Work to complete:
With nothing omitted, transcribe the entries exactly as written.

[Stored data]
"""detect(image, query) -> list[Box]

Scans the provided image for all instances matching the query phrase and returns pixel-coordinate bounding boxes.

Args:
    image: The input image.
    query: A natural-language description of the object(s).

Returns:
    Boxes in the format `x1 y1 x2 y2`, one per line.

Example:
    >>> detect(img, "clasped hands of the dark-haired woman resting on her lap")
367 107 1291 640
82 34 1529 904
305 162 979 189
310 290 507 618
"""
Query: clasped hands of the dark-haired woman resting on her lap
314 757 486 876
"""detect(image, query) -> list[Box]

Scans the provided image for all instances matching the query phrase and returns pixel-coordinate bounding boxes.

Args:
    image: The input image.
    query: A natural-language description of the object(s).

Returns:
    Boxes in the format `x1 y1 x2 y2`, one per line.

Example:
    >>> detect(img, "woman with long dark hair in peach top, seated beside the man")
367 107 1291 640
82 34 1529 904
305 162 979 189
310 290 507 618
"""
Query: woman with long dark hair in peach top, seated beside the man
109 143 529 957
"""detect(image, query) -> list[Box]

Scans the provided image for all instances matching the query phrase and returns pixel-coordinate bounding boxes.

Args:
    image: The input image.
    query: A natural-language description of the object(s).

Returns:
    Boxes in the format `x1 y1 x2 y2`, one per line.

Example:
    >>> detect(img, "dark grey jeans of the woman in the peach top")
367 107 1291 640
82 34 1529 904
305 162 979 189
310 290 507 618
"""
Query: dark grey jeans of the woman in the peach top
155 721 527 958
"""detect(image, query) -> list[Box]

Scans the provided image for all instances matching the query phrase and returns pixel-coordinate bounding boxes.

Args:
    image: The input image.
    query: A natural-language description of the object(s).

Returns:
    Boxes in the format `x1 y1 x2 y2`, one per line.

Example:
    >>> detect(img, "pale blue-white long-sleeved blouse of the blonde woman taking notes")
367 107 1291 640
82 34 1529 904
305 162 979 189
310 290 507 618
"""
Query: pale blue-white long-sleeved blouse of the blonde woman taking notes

Output below:
"""detect(image, query) -> list[Box]

Scans the provided image for all instances matching the query phrase and returns pixel-coordinate bounding boxes.

Args:
    image: The input image.
    query: A natural-language description of the object(s).

Returns:
    Boxes in the format `x1 y1 x2 y2`, one per line.

Example:
    >>> detect(img, "clasped hands of the dark-haired woman resting on her lap")
367 107 1291 640
82 34 1529 904
305 162 979 189
310 290 507 618
"""
Query: clasped hands of the dark-haired woman resting on her lap
314 757 486 876
"""detect(image, query) -> list[Box]

Scans the provided image for all instances matching the query phrase and returns pixel-coordinate bounding boxes.

Args:
    image: The input image.
    query: A natural-language description of the object(s).

Returns:
    Boxes in the format `x1 y1 x2 y2`, one per line.

Example:
    >>> detect(img, "woman with long dark hair in peach top, seated beside the man")
367 107 1291 640
82 34 1529 904
305 162 979 189
310 290 507 618
"""
Query: woman with long dark hair in peach top, seated beside the man
109 143 529 957
"""detect(image, query) -> list[Box]

Scans the provided image for all instances matching the query phrase and returns pixel-coordinate bounding boxes.

Args:
    image: The input image.
    query: A natural-language description of the object(s).

Returns:
    Boxes in the format `x1 y1 x2 y2`, one per line.

Example:
    >>> detect(img, "dark grey jeans of the woman in the peach top")
367 107 1291 640
82 34 1529 904
305 162 979 189
310 290 507 618
"""
Query: dark grey jeans of the woman in the peach top
155 721 527 958
"""detect(image, query) -> list[Box]

Scans the provided image for all instances matching the query phrase and returns pixel-coordinate bounding boxes.

Args:
    image: The input image.
    query: A natural-language description of the object(s).

Returns:
    Boxes in the format `x1 y1 x2 y2`, one per line.

Example:
    >>> detect(img, "pale blue-white long-sleeved blouse of the blonde woman taking notes")
367 107 1291 640
82 34 1529 904
305 162 979 189
310 290 507 618
"""
Query: pale blue-white long-sleeved blouse of the blonde woman taking notes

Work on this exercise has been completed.